***** DOCUMENT EXCERPT *****

Some Milwaukee aldermen are calling for policing reforms in the wake of Monday’s decision in the Dontre Hamilton case.

Milwaukee County District Attorney John Chisholm announced he would not charge a former police officer for killing Hamilton in Red Arrow Park in April.

The DA says Christopher Manney firing 14 shots to stop Hamilton was self-defense because the mentally-ill man began fighting. Federal prosecutors now plan to review the case for possible civil rights violations.

The proposals from alderman aim to prevent deaths of citizens in police custody and improve police/community relations. Ald. Milele Coggs was the first to speak at a Tuesday press conference at City Hall. She said she believes everyone in the community feels some pain over Dontre Hamilton’s death.

“But we have an opportunity. As legislators, and as members of Milwaukee’s Common Council, to advocate for and create solutions. So that other families, for as much as we can, don’t have to go through the suffering and pain that the Hamilton family is currently going through,” Coggs says.

One proposal the five council members are recommending, is to create a community advisory group. Ald. Russell Stamper says it would suggest strategies for police to maintain positive, productive relationships with residents.

“For those who claim that there was a breach of trust with the Hamilton family or this community – newsflash. It was never there,” Stamper says.

Stamper says the council will also re-evaluate the diversity training officers receive and seek a new provider for the training.

The third proposal is to begin publicly vetting members of the city’s Fire and Police Commission, and expand the group from seven to nine members. The commission sets policy and procedures for the police department and reviews citizen complaints.

Ald. Willie Wade described the group’s fourth suggestion – to equip every Milwaukee police officer with a body camera to record their interactions.

***** EXTRACTED RECORDS *****

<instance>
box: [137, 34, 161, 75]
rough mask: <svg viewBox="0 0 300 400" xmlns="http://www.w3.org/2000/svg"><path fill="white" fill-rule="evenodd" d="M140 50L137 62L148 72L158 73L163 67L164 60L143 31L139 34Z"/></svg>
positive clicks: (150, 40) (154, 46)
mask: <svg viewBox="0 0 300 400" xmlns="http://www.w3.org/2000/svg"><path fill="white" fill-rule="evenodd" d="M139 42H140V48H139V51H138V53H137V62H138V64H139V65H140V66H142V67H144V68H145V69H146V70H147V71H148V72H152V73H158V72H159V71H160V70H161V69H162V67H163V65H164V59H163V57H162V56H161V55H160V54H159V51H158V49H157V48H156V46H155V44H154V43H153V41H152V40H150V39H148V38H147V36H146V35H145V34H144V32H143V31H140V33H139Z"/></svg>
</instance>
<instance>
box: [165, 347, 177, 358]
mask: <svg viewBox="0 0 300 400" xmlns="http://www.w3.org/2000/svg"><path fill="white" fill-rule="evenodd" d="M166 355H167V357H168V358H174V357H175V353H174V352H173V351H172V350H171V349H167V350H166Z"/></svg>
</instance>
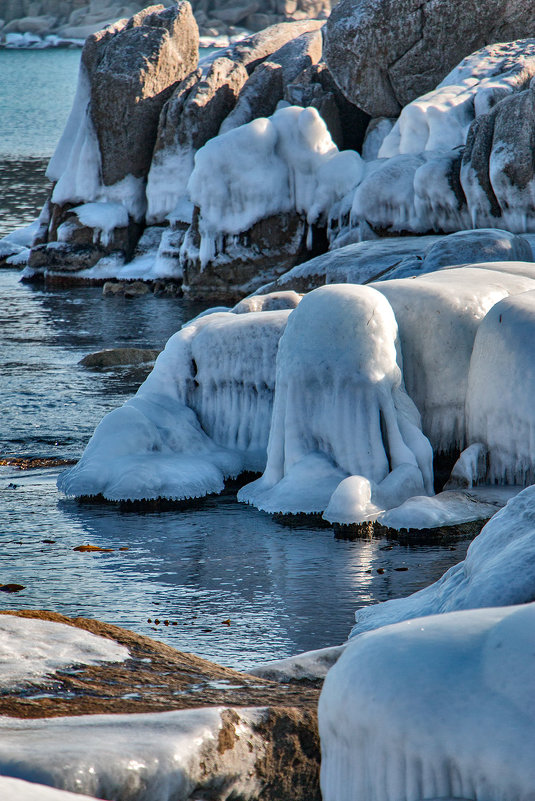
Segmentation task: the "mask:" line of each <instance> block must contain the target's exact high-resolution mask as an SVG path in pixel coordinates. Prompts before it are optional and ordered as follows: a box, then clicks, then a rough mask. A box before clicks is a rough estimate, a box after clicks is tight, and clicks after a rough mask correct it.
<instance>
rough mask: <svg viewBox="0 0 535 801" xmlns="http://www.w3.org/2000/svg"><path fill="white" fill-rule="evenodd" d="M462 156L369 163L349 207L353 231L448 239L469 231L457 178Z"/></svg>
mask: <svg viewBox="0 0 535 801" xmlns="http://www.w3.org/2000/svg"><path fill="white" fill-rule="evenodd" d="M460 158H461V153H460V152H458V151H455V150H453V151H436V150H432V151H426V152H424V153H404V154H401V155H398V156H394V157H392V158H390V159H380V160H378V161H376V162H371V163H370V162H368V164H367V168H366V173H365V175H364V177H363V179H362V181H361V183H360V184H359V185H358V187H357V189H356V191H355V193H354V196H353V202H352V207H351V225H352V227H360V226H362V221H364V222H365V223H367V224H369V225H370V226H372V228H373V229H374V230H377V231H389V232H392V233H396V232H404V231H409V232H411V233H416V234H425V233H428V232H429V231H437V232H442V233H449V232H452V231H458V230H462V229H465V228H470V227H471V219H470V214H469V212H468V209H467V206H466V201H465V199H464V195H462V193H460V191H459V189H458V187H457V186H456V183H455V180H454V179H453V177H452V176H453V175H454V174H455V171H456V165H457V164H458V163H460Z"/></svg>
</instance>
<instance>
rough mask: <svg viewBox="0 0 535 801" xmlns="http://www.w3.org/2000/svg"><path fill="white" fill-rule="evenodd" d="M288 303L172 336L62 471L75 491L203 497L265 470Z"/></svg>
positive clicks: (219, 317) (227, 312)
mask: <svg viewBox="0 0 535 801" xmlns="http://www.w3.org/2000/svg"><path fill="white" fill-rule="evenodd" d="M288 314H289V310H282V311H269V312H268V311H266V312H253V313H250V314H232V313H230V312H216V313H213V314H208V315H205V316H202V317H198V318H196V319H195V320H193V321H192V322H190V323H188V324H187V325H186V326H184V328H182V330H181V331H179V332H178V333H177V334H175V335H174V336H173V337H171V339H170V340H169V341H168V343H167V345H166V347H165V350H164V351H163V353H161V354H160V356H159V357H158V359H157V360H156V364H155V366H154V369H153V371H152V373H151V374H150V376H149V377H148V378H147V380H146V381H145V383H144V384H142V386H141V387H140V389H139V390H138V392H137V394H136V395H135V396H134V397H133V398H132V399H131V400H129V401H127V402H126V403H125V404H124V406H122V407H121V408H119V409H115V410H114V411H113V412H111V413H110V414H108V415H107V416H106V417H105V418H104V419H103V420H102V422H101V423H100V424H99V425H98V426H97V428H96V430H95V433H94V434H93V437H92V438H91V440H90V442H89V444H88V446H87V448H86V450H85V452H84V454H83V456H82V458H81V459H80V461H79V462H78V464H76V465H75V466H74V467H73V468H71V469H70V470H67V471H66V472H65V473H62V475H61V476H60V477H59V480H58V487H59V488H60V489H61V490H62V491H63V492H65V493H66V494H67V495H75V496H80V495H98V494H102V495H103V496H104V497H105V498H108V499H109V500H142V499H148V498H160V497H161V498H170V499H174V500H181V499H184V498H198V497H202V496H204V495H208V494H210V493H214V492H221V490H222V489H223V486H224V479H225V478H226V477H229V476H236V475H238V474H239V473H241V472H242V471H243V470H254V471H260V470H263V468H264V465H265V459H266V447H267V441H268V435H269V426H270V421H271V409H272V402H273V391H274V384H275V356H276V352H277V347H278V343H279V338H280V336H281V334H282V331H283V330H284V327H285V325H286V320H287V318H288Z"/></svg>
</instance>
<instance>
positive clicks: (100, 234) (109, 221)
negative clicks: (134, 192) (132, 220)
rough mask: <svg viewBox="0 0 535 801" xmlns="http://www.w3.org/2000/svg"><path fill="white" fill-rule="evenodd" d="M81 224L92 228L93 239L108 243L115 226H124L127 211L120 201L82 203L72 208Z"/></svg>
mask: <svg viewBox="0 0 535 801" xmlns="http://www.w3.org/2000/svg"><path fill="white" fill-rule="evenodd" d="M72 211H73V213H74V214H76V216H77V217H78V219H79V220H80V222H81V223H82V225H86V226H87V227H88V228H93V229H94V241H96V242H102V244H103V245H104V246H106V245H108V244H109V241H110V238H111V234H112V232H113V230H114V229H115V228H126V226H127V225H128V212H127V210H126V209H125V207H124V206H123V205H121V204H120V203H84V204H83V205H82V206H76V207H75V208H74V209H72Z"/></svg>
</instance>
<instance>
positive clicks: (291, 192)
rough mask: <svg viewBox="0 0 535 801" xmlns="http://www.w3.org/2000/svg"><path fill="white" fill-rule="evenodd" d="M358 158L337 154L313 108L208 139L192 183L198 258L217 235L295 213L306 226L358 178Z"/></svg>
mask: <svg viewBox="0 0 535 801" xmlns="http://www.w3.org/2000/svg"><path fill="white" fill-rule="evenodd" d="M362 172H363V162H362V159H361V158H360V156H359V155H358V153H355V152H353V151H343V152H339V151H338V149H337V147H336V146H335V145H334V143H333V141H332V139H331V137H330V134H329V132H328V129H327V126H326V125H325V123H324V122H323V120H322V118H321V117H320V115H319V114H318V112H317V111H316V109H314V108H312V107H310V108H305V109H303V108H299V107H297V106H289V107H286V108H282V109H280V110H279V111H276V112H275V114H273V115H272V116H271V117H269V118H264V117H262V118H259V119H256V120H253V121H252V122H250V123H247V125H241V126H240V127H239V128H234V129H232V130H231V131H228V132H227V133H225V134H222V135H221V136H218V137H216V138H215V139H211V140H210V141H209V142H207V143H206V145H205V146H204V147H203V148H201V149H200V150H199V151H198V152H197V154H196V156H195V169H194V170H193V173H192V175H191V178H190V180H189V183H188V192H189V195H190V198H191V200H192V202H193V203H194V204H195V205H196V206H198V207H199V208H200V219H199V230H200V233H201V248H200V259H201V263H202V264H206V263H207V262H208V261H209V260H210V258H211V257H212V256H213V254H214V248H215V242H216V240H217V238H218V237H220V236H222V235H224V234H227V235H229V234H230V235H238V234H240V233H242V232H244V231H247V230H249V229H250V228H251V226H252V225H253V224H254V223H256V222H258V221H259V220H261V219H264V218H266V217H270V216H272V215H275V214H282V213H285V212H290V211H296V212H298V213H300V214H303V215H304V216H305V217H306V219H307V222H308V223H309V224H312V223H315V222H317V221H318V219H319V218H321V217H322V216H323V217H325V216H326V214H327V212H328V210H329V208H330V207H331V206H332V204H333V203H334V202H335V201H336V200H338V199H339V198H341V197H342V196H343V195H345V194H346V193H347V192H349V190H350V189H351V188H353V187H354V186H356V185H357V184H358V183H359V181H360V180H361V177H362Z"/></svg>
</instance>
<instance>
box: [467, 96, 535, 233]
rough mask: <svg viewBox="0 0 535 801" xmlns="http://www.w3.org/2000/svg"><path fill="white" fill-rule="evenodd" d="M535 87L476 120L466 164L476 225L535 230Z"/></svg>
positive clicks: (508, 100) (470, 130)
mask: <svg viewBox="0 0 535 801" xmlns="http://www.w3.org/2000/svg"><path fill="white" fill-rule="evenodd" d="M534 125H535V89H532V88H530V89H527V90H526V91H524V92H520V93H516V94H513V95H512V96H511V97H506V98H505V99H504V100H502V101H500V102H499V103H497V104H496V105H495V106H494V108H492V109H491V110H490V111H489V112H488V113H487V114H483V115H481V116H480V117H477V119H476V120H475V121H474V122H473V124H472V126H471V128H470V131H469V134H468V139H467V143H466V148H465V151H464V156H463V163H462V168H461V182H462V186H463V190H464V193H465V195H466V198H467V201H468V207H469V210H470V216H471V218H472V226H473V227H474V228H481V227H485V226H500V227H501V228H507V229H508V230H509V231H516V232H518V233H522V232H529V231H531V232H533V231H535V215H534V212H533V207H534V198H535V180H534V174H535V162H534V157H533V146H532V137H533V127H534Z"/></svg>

*****
***** EXTRACTED RECORDS *****

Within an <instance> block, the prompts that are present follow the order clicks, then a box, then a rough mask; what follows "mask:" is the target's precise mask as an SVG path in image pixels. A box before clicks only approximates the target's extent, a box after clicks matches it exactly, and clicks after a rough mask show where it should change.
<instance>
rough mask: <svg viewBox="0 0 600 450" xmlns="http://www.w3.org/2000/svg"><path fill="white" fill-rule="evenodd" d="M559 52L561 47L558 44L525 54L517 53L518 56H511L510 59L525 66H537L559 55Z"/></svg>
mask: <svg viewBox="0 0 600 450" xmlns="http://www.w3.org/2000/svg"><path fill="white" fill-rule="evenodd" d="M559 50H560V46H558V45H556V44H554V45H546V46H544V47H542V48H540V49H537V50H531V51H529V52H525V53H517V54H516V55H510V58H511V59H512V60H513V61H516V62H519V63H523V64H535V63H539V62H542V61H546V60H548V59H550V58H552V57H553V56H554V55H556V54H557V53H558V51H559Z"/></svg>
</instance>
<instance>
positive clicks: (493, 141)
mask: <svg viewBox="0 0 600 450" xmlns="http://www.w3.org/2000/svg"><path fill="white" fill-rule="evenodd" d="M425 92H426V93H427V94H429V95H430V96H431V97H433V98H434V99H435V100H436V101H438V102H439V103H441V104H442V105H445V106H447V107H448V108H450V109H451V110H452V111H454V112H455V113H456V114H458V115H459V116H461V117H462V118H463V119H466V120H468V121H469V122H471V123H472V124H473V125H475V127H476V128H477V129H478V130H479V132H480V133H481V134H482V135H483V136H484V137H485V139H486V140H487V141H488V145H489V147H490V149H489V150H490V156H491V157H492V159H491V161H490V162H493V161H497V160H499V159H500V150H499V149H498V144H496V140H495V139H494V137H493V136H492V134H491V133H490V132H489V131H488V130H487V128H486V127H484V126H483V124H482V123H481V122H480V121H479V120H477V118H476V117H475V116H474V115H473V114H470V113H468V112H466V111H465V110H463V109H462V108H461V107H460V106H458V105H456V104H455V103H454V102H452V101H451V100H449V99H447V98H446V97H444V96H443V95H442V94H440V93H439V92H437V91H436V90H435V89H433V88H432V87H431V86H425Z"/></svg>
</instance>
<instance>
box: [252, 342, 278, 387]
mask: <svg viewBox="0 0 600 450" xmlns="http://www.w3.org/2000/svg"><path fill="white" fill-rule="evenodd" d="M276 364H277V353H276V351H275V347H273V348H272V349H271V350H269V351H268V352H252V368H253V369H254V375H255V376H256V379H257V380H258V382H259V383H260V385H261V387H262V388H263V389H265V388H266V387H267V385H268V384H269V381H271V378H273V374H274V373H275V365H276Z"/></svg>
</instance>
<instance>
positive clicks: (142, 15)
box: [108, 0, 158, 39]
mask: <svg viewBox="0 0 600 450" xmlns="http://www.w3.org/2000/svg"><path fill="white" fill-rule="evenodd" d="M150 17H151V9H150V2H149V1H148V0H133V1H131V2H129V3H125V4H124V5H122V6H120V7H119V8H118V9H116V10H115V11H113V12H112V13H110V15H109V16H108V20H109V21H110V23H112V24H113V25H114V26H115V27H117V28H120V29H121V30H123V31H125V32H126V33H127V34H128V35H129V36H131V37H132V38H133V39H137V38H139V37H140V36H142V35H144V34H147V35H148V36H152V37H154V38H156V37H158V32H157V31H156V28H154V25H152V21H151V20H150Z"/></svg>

*****

Return the passage of the article on the Milwaukee policing proposals from "The proposals from" to "relationships with residents.", copied word for word.

RESPONSE FOR THIS EXERCISE:
The proposals from alderman aim to prevent deaths of citizens in police custody and improve police/community relations. Ald. Milele Coggs was the first to speak at a Tuesday press conference at City Hall. She said she believes everyone in the community feels some pain over Dontre Hamilton’s death.

“But we have an opportunity. As legislators, and as members of Milwaukee’s Common Council, to advocate for and create solutions. So that other families, for as much as we can, don’t have to go through the suffering and pain that the Hamilton family is currently going through,” Coggs says.

One proposal the five council members are recommending, is to create a community advisory group. Ald. Russell Stamper says it would suggest strategies for police to maintain positive, productive relationships with residents.